▶ _Trecho do documento_:
Em igual medida, parece caminhar a questão colocada em relação à denominada "Lei Cidade Limpa" no município de São Paulo que proibiu, dentre outras coisas, a utilização do outdoor (sobre o tema, cf. Suspensão Liminar 161 e Reclamação 7781).

TABACO

E o tabaco?

Em 13.05.2009, a Min. Ellen Gracie arquivou a ADI 4239, que tinha por objeto a Lei Antifumo do estado de São Paulo (Lei 13.541, de 7 de maio de 2009), por entender que a Associação Brasileira de Restaurantes e Empresas de Entretenimento (Abrasel Nacional) não se enquadrava no conceito de entidade de classe de âmbito nacional (art. 103, IX). A análise foi apenas formal e não sobre o mérito da questão.

Em 12.06.2009, a Confederação Nacional do Turismo (CNTUR) ajuizou a ADI 4249, requerendo o reconhecimento da inconstitucionalidade da lei paulista antifumo, alegando, dentre outros argumentos, o fato de o Estado não poder extrapolar a lei federal que já disciplina a matéria.

De fato, não há dúvida que a lei estadual é muito mais restritiva, inclusive em relação aos direitos individuais dos fumantes, violando a Lei Federal n. 9.294/96 que autoriza o fumódromo "em área destinada exclusivamente a esse fim, devidamente isolada e com arejamento conveniente" (art. 2º).

▶ _Enunciado do exercício_:
**A.** Responda, com base no trecho do documento:
(i) Quem arquivou a ADI 4239?
(ii) Que entidade ajuizou a ADI 4249, e em que data?
(iii) Qual lei federal autoriza o fumódromo?
**B.** Reescreva como tabela Markdown, com as colunas "Nº" e "Linha", o trecho dos registros que vai da linha que contém "of the brick" até o fim dos registros, incluindo as duas pontas e deixando de fora as linhas em branco. Numere as linhas na coluna "Nº".

▶ _Dados de entrada_:
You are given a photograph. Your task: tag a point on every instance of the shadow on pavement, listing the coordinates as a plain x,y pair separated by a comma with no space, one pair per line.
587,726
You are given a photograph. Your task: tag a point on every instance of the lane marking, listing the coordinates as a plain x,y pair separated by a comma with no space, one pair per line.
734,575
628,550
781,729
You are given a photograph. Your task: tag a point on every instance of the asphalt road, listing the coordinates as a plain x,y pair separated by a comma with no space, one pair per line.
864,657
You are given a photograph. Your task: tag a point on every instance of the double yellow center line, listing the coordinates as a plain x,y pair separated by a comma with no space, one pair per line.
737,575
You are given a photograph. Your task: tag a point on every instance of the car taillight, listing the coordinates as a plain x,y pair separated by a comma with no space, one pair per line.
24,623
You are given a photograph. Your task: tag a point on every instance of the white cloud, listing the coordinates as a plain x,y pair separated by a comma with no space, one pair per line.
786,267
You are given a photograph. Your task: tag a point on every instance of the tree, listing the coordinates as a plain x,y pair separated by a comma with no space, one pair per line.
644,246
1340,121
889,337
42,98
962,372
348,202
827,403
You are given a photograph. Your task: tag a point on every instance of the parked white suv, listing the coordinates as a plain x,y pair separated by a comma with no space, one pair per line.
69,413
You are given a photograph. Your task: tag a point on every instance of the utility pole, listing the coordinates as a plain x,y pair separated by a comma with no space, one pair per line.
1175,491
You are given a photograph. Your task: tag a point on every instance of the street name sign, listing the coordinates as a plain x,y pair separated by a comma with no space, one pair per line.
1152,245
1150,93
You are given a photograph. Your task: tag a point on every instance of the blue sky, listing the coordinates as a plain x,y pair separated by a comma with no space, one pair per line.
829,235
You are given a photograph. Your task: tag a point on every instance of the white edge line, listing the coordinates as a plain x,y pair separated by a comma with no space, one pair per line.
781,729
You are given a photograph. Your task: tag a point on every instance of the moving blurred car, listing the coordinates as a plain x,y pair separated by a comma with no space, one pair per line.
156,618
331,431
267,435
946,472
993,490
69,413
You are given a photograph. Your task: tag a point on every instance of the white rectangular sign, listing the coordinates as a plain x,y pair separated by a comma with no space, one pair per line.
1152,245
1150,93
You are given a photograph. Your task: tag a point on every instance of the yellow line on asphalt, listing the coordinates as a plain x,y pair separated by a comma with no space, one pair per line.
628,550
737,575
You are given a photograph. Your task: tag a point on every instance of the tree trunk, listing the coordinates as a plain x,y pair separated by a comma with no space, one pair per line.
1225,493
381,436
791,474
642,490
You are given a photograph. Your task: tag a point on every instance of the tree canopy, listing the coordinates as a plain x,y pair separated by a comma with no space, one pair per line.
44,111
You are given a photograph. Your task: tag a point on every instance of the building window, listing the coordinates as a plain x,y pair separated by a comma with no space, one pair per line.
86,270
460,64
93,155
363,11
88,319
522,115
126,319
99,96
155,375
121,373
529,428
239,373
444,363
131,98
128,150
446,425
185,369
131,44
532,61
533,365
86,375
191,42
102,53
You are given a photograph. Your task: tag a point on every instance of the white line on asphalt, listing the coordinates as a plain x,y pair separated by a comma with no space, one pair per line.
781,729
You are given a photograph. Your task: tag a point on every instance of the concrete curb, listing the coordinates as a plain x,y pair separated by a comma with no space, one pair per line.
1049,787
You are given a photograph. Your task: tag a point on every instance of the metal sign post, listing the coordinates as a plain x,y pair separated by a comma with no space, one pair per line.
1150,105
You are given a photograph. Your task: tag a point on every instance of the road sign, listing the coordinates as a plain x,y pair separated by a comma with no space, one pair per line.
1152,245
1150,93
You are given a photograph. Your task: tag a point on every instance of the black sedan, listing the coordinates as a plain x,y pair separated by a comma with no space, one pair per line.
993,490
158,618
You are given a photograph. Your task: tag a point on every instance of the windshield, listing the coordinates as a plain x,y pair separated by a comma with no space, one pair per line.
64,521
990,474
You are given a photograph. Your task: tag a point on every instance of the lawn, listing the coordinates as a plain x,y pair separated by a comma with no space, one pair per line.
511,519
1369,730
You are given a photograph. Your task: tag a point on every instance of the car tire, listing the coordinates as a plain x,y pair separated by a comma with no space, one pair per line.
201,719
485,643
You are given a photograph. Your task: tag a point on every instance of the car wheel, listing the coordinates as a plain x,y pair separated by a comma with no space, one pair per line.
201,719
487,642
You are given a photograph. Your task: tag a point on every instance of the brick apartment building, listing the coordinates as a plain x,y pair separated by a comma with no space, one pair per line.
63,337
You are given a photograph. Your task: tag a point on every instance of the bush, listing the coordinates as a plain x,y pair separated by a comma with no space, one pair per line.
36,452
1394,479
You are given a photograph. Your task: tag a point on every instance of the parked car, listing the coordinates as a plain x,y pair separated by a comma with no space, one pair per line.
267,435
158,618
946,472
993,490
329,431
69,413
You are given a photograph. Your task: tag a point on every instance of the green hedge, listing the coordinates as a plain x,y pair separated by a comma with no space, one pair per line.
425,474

▶ _Respostas_:
**A.**
(i) A Min. Ellen Gracie.
(ii) A Confederação Nacional do Turismo (CNTUR), em 12.06.2009.
(iii) A Lei Federal n. 9.294/96 (art. 2º).

**B.**
| Nº | Linha |
|---|---|
| 1 | You are given a photograph. Your task: tag a point on every instance of the brick apartment building, listing the coordinates as a plain x,y pair separated by a comma with no space, one pair per line. |
| 2 | 63,337 |
| 3 | You are given a photograph. Your task: tag a point on every instance of the bush, listing the coordinates as a plain x,y pair separated by a comma with no space, one pair per line. |
| 4 | 36,452 |
| 5 | 1394,479 |
| 6 | You are given a photograph. Your task: tag a point on every instance of the parked car, listing the coordinates as a plain x,y pair separated by a comma with no space, one pair per line. |
| 7 | 267,435 |
| 8 | 158,618 |
| 9 | 946,472 |
| 10 | 993,490 |
| 11 | 329,431 |
| 12 | 69,413 |
| 13 | You are given a photograph. Your task: tag a point on every instance of the green hedge, listing the coordinates as a plain x,y pair separated by a comma with no space, one pair per line. |
| 14 | 425,474 |